### WHAT IS REQUIRED
Scan the material for the word "gate" and copy each line where it occurs.
(Beginning of STORED DATA)
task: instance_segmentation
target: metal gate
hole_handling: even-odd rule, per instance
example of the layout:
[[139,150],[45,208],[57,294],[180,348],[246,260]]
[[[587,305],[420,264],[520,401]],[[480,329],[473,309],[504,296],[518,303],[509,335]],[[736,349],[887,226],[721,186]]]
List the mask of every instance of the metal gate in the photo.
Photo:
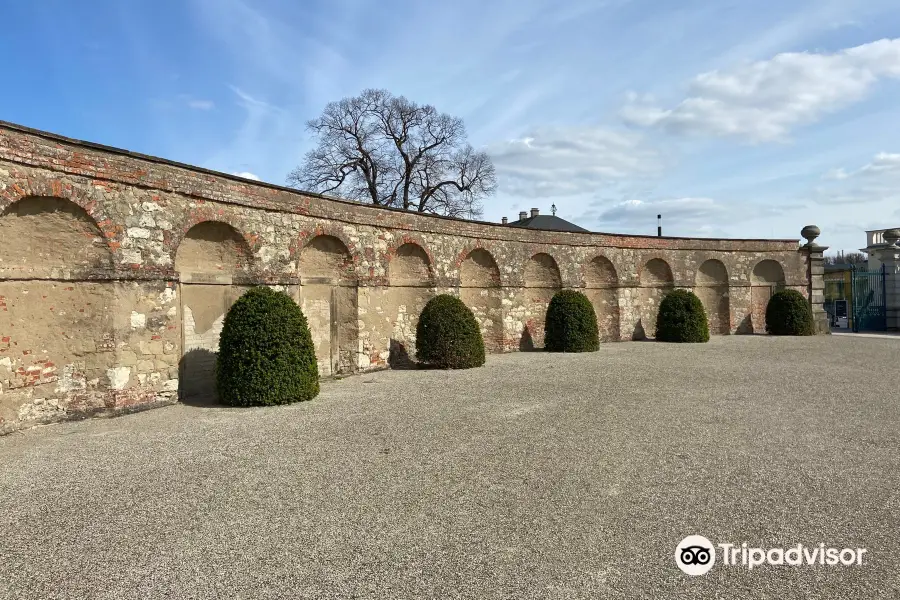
(End of STORED DATA)
### SOLUTION BELOW
target: metal gate
List the mask of every instance of the metal gate in the photo.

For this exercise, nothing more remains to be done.